→ **BRIEF**
In this exercise, return the whole listing exactly, excluding any images.

→ **MATERIAL SUPPLIED**

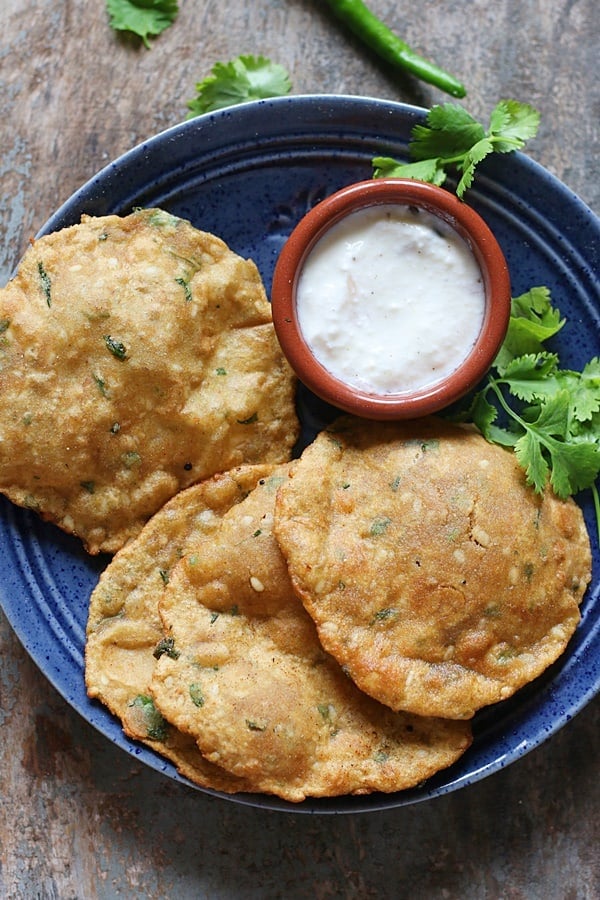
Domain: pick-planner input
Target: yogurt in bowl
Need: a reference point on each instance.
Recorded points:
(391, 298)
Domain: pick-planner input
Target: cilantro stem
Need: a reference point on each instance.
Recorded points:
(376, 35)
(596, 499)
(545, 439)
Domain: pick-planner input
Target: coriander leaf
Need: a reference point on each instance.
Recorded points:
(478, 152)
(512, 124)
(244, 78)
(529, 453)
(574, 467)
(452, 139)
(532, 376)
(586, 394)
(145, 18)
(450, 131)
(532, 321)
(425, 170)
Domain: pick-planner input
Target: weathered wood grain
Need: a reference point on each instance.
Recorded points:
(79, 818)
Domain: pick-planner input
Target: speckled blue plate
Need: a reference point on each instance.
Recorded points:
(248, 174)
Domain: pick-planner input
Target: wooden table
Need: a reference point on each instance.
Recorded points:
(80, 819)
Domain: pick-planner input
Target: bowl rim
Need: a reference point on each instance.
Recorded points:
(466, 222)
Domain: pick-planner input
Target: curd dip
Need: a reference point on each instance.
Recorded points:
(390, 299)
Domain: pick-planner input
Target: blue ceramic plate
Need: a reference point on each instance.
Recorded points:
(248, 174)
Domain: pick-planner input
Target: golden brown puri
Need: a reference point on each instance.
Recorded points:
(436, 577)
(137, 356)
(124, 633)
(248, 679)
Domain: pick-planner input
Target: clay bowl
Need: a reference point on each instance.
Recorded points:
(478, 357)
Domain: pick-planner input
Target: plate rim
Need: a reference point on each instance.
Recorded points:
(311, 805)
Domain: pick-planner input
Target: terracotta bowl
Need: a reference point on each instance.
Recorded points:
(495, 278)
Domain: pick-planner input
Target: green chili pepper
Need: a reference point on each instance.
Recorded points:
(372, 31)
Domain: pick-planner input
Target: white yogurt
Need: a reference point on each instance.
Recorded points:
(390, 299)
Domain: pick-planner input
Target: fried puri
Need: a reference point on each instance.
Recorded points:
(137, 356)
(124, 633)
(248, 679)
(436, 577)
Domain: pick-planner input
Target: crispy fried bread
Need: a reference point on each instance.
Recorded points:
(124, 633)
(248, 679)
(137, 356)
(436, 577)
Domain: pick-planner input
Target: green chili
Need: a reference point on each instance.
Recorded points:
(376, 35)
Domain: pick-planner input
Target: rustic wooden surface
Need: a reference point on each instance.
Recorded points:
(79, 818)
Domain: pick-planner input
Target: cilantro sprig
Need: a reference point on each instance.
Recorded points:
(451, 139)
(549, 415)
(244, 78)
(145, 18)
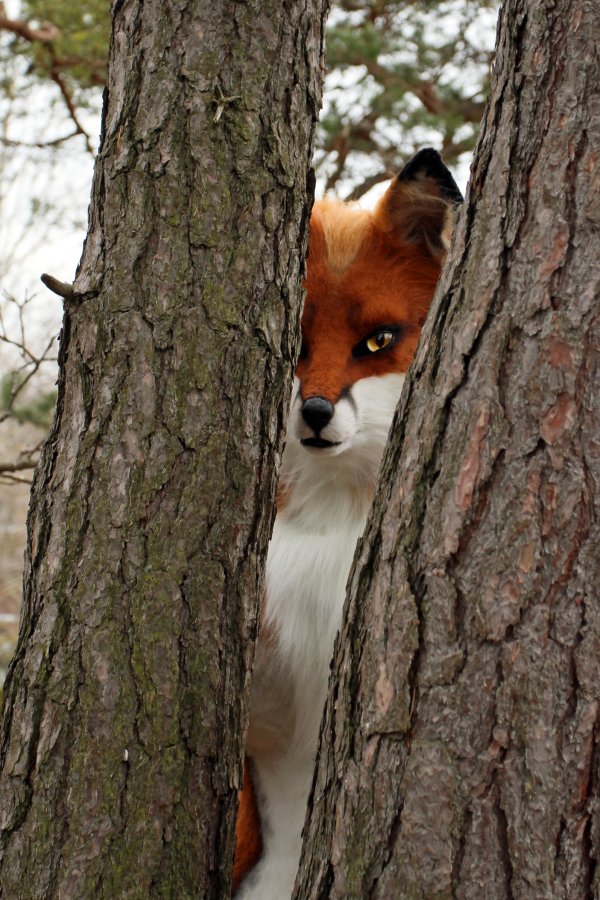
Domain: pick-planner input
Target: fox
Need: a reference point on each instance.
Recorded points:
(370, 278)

→ **THE OUTPUT**
Domain: pick-planner input
Target: yogurt in bowl
Need: a reference point on each instance.
Recorded points:
(391, 298)
Domain: pick-planner input
Target: cilantro stem
Need: a reference point on each instance.
Recorded points:
(376, 35)
(596, 499)
(545, 439)
Domain: pick-planner input
Target: coriander leaf
Need: a reference point on each instance.
Recorded points:
(478, 152)
(512, 124)
(244, 78)
(529, 453)
(574, 467)
(452, 139)
(532, 376)
(586, 394)
(145, 18)
(450, 131)
(532, 321)
(425, 170)
Domain: pick-planner input
Target: weathered wood grain
Need: a reference point on each instance.
Recorded points:
(79, 818)
Domain: pick-planner input
Target: speckled blue plate
Need: a reference point on each instance.
Recorded points:
(248, 174)
Domain: pick-planner input
Target: wooden table
Need: a reference point on each instance.
Recorded points:
(80, 819)
Domain: pick-planner input
Target: bowl rim
Need: a reference point on each instance.
Recorded points:
(466, 222)
Domain: pick-planner input
Target: curd dip
Need: a reference point on each instance.
Recorded points:
(390, 299)
Domain: pick-planner input
Target: blue ceramic plate
Need: a reference point on each instance.
Recorded points:
(248, 174)
Domain: pick-planner input
Target: golden brown puri
Need: a reference point on each instance.
Recorded points:
(436, 577)
(137, 356)
(124, 633)
(248, 679)
Domain: pick-planner input
Target: clay bowl
Need: a reference point on each instance.
Recorded points:
(478, 357)
Domain: pick-planner input
Target: plate rim
Need: a reference point on each instance.
Recorded points:
(311, 805)
Domain: pick-planner input
Target: terracotta bowl
Need: a reference point on each instance.
Recorded points:
(495, 278)
Domain: pick-planner input
Target: green chili pepper
Need: a reference point on each instance.
Recorded points:
(372, 31)
Domain: pick-planner input
Target: white yogurt
Need: a reference point on each instance.
Recorded points:
(390, 299)
Domain: pick-planner input
Target: fried puri
Need: a reference point on each instance.
Recorded points:
(137, 356)
(124, 633)
(248, 679)
(436, 577)
Domain: pick-planner input
Target: crispy fried bread
Need: a reference point on each instance.
Recorded points:
(124, 633)
(248, 679)
(137, 356)
(436, 577)
Domain: pick-planner input
Target: green chili
Need: a reference point on each instance.
Recorded points:
(376, 35)
Domain: pick-planner input
Target: rustic wooden surface
Need: a reference point on each instance.
Recorded points:
(79, 818)
Domain: pick-planner input
Target: cilantro sprig
Need: a reference point on each instance.
Recorded points:
(451, 139)
(549, 415)
(244, 78)
(145, 18)
Domain: pick-planner input
Target: fox
Need: a reference point on each instance.
Recorded points:
(370, 278)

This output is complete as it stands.